_What this task involves_
Count the lines in the entries below that contain the string "post", and reply with only the number.

_Provided material_

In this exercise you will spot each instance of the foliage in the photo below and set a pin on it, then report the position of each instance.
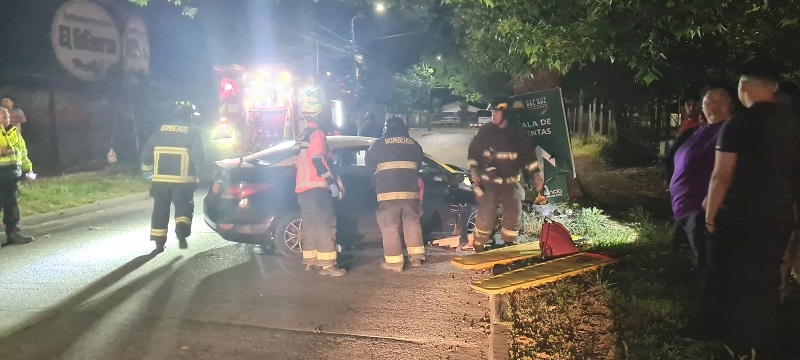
...
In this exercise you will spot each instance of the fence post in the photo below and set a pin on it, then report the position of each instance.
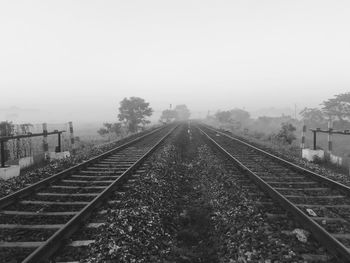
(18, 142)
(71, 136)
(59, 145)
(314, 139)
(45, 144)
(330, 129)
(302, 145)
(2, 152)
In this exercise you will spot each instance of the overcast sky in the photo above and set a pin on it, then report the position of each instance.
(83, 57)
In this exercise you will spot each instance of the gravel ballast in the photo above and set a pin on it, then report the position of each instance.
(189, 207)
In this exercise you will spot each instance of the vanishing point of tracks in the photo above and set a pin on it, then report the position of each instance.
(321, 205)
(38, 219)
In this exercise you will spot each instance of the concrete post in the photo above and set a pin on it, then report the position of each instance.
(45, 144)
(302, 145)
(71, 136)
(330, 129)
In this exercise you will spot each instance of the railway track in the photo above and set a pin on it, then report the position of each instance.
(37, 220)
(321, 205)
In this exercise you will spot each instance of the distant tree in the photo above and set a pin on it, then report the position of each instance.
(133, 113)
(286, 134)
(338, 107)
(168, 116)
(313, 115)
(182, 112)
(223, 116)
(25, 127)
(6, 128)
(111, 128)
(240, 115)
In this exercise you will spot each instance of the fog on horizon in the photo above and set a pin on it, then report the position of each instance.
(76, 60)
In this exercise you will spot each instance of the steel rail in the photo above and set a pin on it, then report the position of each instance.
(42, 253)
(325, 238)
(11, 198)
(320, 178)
...
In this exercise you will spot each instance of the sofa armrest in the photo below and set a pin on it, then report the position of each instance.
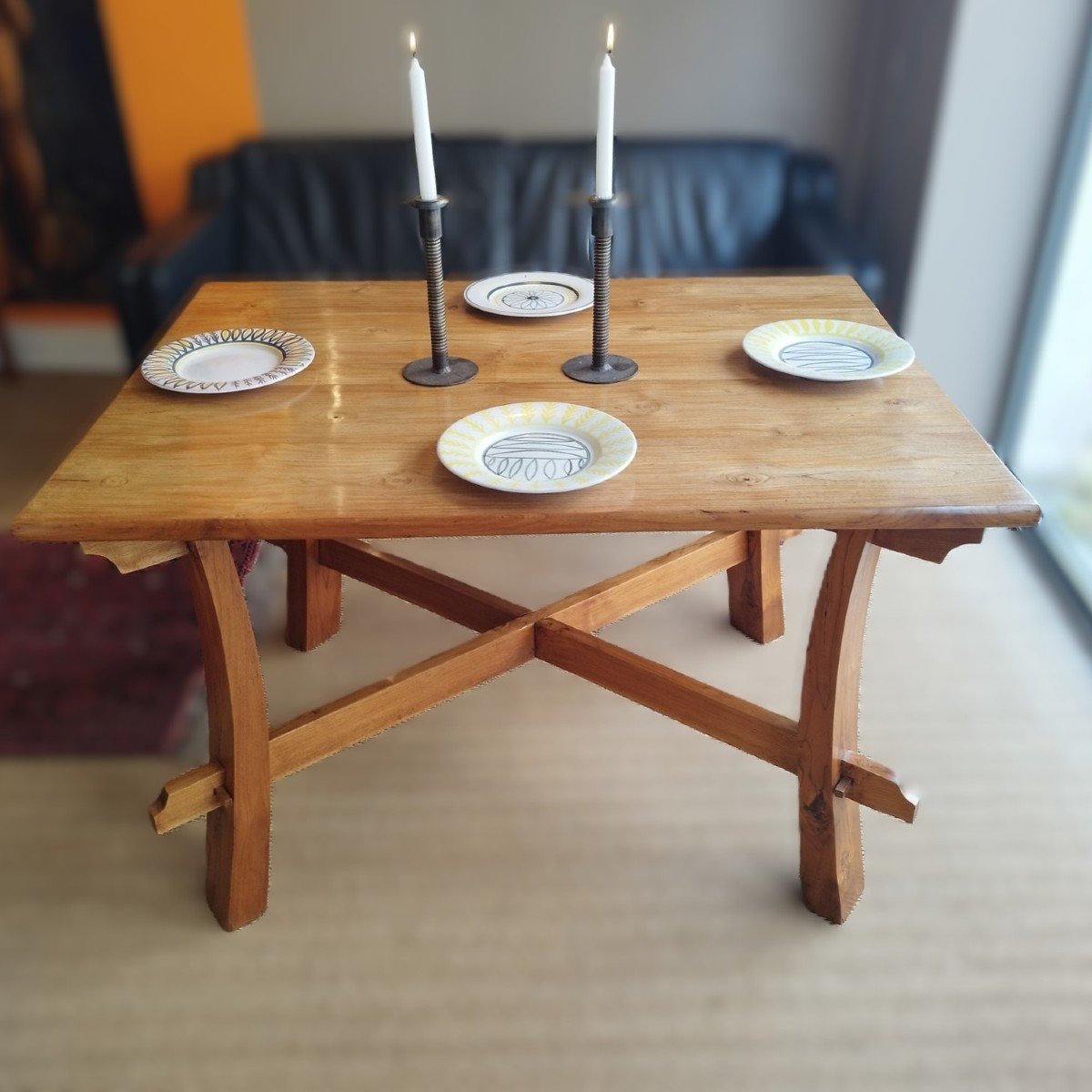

_Solution for this exercise_
2